■ WHAT NEEDS TO BE DONE ■
Copy out each line of the data that includes the string "small".

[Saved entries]
=== Begin Enclosure ===
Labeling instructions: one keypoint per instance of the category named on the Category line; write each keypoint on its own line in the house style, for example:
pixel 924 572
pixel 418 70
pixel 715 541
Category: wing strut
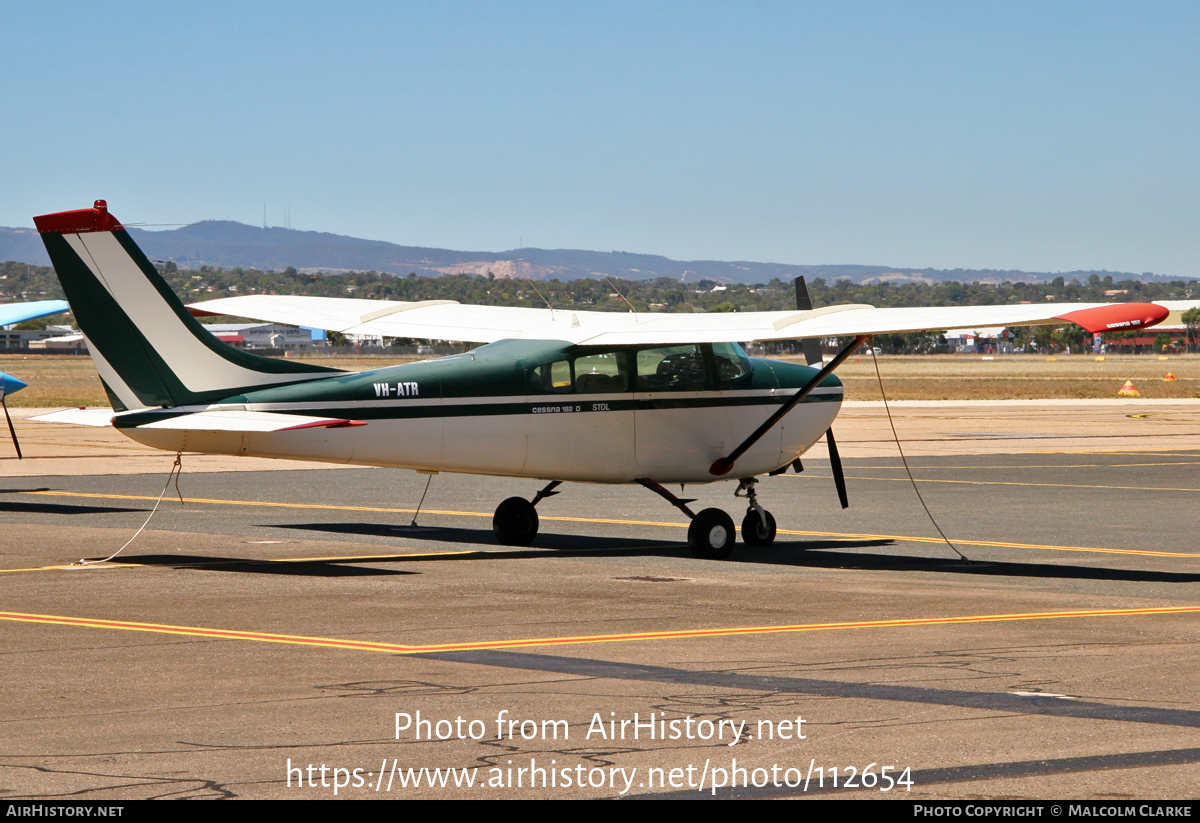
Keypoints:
pixel 725 464
pixel 813 358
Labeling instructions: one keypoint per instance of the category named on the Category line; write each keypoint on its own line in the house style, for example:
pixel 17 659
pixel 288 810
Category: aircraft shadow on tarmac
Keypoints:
pixel 255 566
pixel 61 509
pixel 815 553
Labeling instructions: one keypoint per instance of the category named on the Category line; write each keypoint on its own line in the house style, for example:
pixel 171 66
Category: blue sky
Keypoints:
pixel 1035 136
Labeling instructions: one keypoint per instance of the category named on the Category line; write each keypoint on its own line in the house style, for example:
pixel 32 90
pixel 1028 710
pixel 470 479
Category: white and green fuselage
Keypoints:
pixel 529 408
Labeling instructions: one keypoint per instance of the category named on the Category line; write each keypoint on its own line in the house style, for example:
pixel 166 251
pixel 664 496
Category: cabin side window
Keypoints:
pixel 672 368
pixel 551 378
pixel 732 364
pixel 604 372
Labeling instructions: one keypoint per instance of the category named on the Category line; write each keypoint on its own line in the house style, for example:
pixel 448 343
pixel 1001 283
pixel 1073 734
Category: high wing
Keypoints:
pixel 444 319
pixel 221 419
pixel 19 312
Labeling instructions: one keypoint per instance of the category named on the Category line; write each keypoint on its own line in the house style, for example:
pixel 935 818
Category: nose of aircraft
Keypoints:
pixel 11 384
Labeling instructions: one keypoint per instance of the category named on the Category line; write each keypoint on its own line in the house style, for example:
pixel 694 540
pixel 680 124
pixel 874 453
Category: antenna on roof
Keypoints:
pixel 543 298
pixel 633 311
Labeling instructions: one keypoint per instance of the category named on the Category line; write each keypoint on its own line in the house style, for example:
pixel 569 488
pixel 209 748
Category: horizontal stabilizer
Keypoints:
pixel 234 420
pixel 81 416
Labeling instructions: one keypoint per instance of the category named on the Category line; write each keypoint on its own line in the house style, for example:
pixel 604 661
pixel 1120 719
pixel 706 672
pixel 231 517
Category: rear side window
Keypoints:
pixel 672 368
pixel 732 364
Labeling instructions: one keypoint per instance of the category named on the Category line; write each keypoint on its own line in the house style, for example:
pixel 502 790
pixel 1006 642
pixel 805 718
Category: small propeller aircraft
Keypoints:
pixel 553 395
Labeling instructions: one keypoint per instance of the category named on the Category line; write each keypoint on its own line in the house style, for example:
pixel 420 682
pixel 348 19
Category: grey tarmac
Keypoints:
pixel 289 616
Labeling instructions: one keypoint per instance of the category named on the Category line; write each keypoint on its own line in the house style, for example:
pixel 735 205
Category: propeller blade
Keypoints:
pixel 839 479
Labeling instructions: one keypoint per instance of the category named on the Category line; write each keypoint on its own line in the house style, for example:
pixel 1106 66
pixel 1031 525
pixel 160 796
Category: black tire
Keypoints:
pixel 755 532
pixel 711 535
pixel 515 522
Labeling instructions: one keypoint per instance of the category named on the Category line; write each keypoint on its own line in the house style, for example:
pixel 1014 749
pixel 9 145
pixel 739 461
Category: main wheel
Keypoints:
pixel 711 534
pixel 759 530
pixel 515 522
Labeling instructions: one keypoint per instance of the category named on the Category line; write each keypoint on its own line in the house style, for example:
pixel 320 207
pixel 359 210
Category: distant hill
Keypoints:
pixel 228 245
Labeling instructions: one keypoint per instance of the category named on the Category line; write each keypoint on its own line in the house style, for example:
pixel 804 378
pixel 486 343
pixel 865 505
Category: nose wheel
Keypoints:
pixel 711 535
pixel 759 528
pixel 759 524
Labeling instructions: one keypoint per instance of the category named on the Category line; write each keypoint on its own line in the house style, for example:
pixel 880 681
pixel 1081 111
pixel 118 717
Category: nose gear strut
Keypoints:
pixel 759 524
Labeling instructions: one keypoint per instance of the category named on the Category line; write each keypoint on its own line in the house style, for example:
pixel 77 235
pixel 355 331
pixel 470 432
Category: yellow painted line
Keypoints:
pixel 399 648
pixel 845 535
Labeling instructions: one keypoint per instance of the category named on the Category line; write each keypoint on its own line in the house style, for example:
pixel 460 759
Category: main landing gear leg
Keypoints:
pixel 515 522
pixel 711 534
pixel 759 524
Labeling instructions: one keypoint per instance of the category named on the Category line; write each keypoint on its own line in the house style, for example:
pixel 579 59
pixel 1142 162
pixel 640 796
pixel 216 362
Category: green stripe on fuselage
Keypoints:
pixel 501 371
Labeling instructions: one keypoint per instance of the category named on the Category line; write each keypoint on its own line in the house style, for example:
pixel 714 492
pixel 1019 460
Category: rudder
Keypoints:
pixel 148 348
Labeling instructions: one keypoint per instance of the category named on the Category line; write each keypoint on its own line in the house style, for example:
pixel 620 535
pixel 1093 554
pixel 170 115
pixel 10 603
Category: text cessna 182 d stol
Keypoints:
pixel 553 395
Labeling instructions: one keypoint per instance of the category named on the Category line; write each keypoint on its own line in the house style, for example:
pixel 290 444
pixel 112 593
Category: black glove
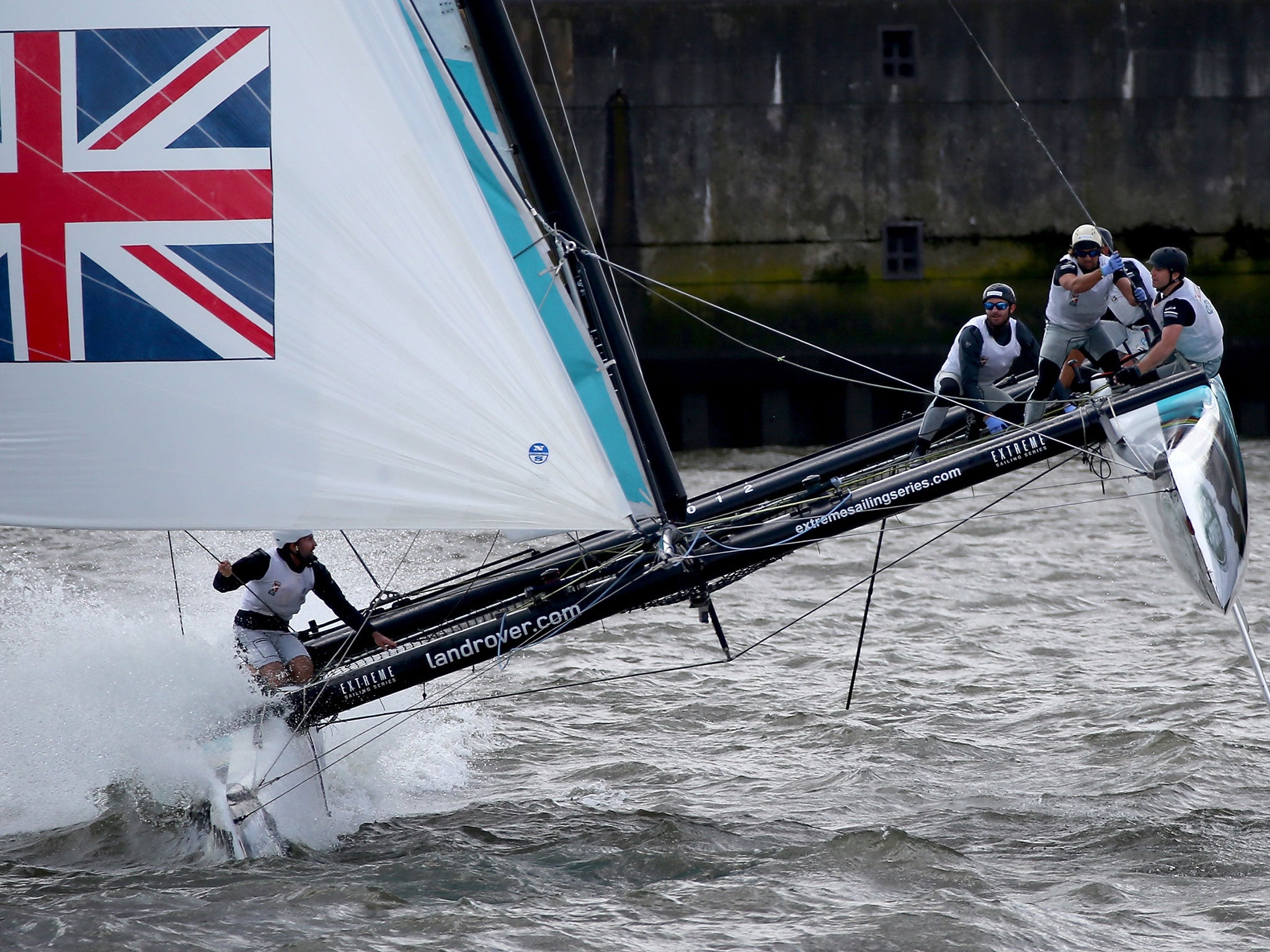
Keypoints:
pixel 1129 375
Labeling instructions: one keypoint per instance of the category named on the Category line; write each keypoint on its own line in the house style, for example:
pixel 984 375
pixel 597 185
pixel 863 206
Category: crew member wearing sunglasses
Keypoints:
pixel 987 348
pixel 1078 295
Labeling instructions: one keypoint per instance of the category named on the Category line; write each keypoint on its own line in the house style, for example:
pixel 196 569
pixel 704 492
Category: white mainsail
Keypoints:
pixel 318 318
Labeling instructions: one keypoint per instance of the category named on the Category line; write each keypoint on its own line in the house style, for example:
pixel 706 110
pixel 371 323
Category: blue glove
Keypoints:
pixel 1129 375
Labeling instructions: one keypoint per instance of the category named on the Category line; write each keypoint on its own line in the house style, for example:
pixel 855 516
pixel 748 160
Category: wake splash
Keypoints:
pixel 103 705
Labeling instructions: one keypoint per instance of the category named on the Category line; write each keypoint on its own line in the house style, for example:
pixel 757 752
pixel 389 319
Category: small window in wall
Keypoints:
pixel 898 52
pixel 904 247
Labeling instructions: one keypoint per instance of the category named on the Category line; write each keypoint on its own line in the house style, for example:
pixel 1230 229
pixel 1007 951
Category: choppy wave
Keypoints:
pixel 1049 747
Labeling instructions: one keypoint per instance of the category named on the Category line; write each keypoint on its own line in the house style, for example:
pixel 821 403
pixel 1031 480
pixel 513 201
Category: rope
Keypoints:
pixel 577 156
pixel 374 580
pixel 864 620
pixel 906 386
pixel 175 584
pixel 1021 113
pixel 408 714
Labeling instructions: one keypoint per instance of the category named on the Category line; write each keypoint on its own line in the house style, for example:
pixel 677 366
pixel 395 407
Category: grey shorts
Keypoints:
pixel 993 398
pixel 1060 342
pixel 262 648
pixel 1180 364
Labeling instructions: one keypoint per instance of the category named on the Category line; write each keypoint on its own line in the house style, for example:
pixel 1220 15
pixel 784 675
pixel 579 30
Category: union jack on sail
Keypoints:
pixel 136 196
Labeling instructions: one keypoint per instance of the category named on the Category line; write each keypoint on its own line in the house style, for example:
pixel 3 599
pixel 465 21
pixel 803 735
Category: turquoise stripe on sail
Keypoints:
pixel 588 379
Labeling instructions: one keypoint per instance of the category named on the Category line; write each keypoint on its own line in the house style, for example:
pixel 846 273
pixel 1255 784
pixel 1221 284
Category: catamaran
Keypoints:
pixel 318 263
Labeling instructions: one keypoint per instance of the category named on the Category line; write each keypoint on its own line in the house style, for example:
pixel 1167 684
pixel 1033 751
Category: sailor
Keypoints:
pixel 1127 322
pixel 1077 300
pixel 1139 328
pixel 987 348
pixel 1191 328
pixel 276 586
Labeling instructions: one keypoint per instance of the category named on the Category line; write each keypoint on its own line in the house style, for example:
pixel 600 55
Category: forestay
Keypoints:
pixel 257 271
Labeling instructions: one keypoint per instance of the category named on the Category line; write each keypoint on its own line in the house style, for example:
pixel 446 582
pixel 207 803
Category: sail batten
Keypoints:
pixel 371 357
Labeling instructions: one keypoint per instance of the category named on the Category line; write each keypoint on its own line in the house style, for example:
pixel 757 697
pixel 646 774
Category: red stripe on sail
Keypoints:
pixel 177 88
pixel 201 296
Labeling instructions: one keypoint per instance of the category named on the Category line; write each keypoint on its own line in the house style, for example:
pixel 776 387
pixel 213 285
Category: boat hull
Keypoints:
pixel 1185 472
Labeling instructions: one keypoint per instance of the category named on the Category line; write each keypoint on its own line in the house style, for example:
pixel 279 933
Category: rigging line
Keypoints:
pixel 374 580
pixel 577 156
pixel 893 563
pixel 912 387
pixel 475 673
pixel 1021 113
pixel 513 180
pixel 175 584
pixel 411 712
pixel 243 584
pixel 901 527
pixel 425 706
pixel 779 358
pixel 481 672
pixel 347 646
pixel 864 619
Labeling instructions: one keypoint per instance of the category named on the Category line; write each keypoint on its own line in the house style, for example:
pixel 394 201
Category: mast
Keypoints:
pixel 536 150
pixel 639 576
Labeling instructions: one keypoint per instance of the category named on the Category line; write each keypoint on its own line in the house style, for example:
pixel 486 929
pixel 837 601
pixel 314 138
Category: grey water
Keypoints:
pixel 1050 746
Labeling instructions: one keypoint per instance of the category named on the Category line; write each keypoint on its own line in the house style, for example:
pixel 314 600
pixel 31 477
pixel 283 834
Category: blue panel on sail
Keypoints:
pixel 121 327
pixel 465 75
pixel 123 64
pixel 243 271
pixel 588 379
pixel 6 312
pixel 242 121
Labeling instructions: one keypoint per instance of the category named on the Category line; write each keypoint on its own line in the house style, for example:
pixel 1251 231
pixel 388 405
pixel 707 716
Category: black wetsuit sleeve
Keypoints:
pixel 1179 312
pixel 248 569
pixel 1030 353
pixel 327 589
pixel 970 348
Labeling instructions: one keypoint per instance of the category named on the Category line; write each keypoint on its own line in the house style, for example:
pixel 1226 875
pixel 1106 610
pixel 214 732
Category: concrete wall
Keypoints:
pixel 756 150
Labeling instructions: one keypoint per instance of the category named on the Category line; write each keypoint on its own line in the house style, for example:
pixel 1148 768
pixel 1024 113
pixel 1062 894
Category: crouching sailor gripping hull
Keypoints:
pixel 276 586
pixel 987 348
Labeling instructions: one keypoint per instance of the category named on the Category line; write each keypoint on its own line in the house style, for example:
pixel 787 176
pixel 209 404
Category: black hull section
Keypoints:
pixel 647 575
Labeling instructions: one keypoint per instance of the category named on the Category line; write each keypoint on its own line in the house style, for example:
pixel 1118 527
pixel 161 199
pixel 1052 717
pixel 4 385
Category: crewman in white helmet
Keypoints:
pixel 277 583
pixel 1191 328
pixel 987 348
pixel 1078 294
=== End Enclosure ===
■ REPLY ■
Category: small propeller aircraft
Category: small window in wall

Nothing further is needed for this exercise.